Como já examinamos nos capítulos iniciais, tais concepções de ser humano são falsas porque não apreendem satisfatoriamente os aspectos da unidade e da diversidade, que são fundamentais para uma correta compreensão da realidade humana, tanto individual quanto coletivamente considerada.

Essa análise das grandes instituições é necessária porque, como dissemos, essas instituições são aplicações práticas, ou modelos que estruturam concretamente a vida das pessoas. E essas instituições são, por sua vez, diretamente derivadas desses pressupostos abstratos, ou dessas premissas filosóficas a respeito do ser humano.

Com um pouco mais de precisão, devemos dizer que essa intermediação, entre as ideias e as grandes instituições sociais, ocorre em primeiro lugar através da influência das ideias dominantes ao nível da elite (o grupo de maior abrangência cognitiva).

Essa intermediação através da elite sempre ocorre porque são as ideias, os valores e o consequente comportamento da elite que se projetam inevitavelmente sobre o todo da sociedade, sob a forma de suas principais instituições, sobretudo o sistema de organização política.

Já examinamos no Capítulo 3 – Diferenças de Capacidade Entre os Seres Humanos – o quão avassaladora é a influência da elite, não sendo necessário repetir aqui esse aspecto fundamental para a compreensão das sociedades.

Consideremos um exemplo bem atual, que leva em conta um dos “dogmas” dessa época: – Se a elite de uma dada sociedade aceitar o grande princípio de que os seres humanos possuem capacidades semelhantes (igualitarismo), isso projeta toda uma visão de mundo, e essa visão dá forma a todo um conjunto de valores éticos (o que é justo ou injusto, correto ou errado, bom ou mau). E esses valores éticos dominantes no campo da elite, necessariamente, darão forma (ou se projetarão) como as grandes instituições daquela sociedade. Mais adiante veremos como o igualitarismo trata-se de um conceito fundamental, e que se projeta nas principais instituições sociais, tanto no campo do Liberalismo, quanto do Marxismo.


Importância do Modelo de Organização Política

Entre todas as principais instituições de uma sociedade, concretizadas como projeções das ideias e dos padrões de comportamento que são dominantes ao nível da elite, a mais crucial ou vital, aquela da qual necessariamente dependem as outras grandes instituições, é o modelo ou a forma como o poder é organizado e distribuído dentro desse corpo social.

> _Informação apresentada_
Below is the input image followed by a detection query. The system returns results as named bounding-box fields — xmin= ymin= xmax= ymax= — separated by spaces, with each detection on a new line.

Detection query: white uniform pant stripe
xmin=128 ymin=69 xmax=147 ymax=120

> _Problemas a resolver_
[1] Transcreva do trecho selecionado a parte que começa nas palavras que contêm "Importância do Modelo" e termina em "desse corpo social.".
[2] Liste os pares de opostos que o trecho selecionado apresenta entre parênteses como exemplos de valores éticos.

> _Soluções das tarefas_
[1]
Importância do Modelo de Organização Política

Entre todas as principais instituições de uma sociedade, concretizadas como projeções das ideias e dos padrões de comportamento que são dominantes ao nível da elite, a mais crucial ou vital, aquela da qual necessariamente dependem as outras grandes instituições, é o modelo ou a forma como o poder é organizado e distribuído dentro desse corpo social.

[2]
- justo ou injusto
- correto ou errado
- bom ou mau